[begin Provided data]

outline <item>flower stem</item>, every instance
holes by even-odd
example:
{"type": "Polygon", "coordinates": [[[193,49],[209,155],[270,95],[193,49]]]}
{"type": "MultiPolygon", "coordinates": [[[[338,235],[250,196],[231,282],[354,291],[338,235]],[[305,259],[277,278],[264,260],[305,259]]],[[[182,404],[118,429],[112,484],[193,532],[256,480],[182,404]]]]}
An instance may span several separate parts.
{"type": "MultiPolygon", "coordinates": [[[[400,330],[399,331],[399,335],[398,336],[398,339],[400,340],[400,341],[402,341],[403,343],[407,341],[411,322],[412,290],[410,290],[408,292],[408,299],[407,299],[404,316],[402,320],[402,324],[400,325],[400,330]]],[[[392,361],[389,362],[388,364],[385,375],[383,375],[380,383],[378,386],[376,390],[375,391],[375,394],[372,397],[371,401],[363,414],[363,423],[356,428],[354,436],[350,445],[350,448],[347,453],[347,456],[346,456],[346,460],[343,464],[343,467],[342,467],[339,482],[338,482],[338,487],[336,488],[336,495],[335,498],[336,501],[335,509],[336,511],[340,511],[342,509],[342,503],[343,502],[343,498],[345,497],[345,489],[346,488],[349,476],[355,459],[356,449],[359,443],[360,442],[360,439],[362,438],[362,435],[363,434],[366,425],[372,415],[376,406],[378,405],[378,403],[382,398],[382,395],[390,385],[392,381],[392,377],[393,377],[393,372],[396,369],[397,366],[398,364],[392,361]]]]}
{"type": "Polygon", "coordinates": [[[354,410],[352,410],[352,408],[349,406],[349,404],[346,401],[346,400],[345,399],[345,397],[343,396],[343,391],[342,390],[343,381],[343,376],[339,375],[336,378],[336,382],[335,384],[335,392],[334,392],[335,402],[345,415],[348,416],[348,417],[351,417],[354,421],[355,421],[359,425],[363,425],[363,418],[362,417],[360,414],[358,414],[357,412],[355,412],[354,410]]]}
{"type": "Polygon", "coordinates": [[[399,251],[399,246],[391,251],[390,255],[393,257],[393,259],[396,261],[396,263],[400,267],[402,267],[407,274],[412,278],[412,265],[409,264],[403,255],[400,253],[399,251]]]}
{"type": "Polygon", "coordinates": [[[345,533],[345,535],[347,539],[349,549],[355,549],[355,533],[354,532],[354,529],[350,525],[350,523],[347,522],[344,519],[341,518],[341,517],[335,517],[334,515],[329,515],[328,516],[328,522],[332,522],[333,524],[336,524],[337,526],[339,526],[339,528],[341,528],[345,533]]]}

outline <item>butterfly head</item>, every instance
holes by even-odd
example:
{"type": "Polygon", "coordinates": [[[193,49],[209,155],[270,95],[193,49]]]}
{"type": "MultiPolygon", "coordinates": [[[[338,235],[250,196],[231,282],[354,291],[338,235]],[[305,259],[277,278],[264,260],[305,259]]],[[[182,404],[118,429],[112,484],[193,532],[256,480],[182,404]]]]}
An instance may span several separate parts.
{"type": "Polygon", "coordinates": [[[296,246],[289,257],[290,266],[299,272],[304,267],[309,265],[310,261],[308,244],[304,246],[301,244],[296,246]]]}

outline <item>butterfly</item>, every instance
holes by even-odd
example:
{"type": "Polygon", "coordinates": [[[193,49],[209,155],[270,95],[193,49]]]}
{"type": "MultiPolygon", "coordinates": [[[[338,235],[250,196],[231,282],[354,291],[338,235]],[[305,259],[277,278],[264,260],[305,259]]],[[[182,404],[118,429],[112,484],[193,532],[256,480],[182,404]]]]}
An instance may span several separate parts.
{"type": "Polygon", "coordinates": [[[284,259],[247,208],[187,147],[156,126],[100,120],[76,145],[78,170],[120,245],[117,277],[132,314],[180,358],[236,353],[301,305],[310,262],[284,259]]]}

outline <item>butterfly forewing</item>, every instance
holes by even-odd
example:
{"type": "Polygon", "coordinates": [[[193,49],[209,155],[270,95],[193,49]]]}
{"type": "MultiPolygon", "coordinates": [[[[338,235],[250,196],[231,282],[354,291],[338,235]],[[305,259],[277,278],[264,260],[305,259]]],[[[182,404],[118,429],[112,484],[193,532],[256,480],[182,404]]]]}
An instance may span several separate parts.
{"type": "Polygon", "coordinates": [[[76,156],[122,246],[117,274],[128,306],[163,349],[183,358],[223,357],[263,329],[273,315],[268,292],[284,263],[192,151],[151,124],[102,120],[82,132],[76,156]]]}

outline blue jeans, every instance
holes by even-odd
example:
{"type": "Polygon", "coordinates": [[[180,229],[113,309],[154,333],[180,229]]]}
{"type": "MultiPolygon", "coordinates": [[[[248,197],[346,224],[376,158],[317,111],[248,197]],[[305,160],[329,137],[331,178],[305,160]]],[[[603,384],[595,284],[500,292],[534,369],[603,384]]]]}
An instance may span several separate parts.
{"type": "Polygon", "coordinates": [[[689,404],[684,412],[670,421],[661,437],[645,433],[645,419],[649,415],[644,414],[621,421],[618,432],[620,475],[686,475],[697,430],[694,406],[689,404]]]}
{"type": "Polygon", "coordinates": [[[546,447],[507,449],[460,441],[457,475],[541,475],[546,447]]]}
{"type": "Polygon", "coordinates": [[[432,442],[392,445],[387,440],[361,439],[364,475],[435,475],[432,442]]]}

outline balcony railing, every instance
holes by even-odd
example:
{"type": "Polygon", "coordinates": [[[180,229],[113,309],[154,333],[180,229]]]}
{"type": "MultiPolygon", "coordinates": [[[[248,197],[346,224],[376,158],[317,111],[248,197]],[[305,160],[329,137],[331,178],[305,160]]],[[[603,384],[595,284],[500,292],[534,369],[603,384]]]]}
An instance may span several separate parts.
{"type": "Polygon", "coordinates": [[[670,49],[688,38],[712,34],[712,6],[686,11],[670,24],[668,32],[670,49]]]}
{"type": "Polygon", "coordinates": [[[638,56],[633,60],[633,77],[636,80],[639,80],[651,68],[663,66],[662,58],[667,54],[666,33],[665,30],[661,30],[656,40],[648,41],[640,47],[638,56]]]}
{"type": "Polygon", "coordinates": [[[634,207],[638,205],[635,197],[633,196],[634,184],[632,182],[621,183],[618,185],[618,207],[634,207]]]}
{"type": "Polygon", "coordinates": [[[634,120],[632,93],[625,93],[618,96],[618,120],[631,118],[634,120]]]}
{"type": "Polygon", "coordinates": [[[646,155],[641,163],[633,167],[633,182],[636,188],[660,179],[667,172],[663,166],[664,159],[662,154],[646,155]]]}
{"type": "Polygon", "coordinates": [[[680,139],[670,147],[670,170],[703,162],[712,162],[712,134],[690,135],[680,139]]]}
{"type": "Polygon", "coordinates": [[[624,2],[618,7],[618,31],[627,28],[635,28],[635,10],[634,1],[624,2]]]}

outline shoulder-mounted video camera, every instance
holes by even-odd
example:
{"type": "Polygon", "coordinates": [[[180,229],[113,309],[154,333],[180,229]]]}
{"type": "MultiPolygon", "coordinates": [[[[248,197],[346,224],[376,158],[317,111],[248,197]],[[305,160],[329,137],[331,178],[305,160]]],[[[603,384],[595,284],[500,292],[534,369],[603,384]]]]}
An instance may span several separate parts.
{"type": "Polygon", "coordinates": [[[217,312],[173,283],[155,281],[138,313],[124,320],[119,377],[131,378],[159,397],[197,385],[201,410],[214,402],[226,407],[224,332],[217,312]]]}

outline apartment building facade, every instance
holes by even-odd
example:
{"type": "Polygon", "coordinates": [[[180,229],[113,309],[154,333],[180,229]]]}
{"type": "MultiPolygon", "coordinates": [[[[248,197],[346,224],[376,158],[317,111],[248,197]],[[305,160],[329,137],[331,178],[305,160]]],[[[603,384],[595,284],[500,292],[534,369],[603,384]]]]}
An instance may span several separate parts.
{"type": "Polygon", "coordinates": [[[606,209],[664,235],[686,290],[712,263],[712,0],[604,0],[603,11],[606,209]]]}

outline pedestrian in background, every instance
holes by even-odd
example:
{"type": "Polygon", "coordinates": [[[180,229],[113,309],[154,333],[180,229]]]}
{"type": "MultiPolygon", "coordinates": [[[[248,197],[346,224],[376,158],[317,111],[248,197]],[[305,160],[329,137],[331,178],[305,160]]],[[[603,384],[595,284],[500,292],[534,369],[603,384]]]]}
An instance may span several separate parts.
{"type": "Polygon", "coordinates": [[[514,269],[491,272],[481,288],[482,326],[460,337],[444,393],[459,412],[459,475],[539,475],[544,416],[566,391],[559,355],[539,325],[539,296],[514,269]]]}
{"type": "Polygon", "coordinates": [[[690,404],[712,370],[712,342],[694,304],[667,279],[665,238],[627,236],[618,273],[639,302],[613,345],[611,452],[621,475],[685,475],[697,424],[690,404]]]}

[end Provided data]
[begin Provided data]

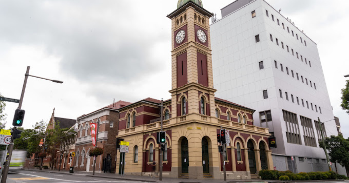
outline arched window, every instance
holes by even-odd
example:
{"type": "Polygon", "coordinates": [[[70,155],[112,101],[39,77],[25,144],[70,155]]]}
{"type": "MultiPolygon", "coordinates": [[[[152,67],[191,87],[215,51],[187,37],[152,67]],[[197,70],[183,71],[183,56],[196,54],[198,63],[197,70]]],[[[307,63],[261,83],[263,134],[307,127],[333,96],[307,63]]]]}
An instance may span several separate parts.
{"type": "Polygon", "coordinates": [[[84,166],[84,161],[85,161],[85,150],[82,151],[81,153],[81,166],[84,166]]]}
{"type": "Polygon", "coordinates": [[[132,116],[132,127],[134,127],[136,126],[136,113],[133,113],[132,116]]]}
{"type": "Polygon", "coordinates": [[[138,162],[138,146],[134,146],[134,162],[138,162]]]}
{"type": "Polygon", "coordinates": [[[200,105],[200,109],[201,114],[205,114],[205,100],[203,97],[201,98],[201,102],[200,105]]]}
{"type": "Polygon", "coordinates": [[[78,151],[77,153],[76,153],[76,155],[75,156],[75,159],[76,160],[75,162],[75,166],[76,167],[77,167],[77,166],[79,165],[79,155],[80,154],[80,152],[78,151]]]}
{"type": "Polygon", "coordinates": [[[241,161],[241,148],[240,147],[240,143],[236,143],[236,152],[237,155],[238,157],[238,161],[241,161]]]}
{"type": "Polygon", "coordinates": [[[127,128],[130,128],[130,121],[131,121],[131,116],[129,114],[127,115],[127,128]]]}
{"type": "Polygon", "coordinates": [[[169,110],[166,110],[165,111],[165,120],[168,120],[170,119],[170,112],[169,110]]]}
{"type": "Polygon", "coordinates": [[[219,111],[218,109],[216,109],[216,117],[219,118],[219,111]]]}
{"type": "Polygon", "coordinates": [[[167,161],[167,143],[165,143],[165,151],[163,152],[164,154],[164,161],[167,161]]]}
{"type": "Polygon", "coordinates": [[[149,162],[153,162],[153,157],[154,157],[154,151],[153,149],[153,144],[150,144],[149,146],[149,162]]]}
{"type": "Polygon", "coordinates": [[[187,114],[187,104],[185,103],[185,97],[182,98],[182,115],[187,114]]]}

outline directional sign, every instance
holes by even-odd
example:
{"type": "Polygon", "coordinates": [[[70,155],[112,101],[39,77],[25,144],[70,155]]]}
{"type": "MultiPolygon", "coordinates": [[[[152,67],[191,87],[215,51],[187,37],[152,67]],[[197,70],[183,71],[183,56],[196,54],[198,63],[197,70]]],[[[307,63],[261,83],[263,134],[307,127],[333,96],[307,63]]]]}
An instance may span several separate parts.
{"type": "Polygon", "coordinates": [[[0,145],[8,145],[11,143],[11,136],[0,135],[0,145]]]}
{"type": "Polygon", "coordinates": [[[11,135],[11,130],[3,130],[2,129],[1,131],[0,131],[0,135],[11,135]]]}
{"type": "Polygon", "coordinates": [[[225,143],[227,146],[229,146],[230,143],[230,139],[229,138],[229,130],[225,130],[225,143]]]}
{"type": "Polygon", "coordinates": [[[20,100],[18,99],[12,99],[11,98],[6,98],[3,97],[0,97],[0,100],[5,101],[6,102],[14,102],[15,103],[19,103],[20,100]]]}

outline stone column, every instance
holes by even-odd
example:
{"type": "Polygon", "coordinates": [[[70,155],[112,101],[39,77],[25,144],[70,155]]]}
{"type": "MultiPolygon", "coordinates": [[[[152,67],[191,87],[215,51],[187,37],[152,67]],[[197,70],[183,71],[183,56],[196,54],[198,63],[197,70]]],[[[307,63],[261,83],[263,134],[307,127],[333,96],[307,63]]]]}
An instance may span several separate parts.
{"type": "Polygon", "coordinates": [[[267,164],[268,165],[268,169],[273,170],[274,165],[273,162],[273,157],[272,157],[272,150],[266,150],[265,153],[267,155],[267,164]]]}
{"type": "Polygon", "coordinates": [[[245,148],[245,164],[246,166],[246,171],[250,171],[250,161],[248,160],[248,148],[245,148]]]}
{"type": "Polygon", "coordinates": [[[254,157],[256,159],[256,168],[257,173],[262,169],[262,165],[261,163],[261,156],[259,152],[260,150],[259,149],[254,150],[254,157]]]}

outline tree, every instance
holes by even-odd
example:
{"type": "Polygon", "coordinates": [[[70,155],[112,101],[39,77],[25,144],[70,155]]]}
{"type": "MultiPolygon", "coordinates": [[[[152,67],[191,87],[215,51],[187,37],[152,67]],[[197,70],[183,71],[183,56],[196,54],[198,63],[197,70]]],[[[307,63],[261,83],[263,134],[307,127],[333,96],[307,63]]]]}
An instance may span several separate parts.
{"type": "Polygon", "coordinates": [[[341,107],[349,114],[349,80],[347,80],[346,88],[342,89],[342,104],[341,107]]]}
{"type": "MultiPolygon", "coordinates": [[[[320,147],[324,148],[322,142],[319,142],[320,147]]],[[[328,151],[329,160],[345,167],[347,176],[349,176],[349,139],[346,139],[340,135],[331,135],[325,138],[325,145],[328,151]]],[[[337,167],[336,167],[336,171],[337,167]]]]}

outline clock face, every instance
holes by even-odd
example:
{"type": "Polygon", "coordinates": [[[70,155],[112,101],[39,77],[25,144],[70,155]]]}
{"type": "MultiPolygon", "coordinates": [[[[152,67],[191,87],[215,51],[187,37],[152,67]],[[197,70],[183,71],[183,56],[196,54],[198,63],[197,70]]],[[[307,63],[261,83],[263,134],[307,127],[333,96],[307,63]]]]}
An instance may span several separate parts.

[end Provided data]

--- Set exercise ---
List every line in both blocks above that contains the word "item".

--- Solution below ---
outline <item>flower stem</item>, every instance
outline <item>butterfly head</item>, every instance
outline <item>butterfly</item>, every instance
outline <item>butterfly forewing</item>, every instance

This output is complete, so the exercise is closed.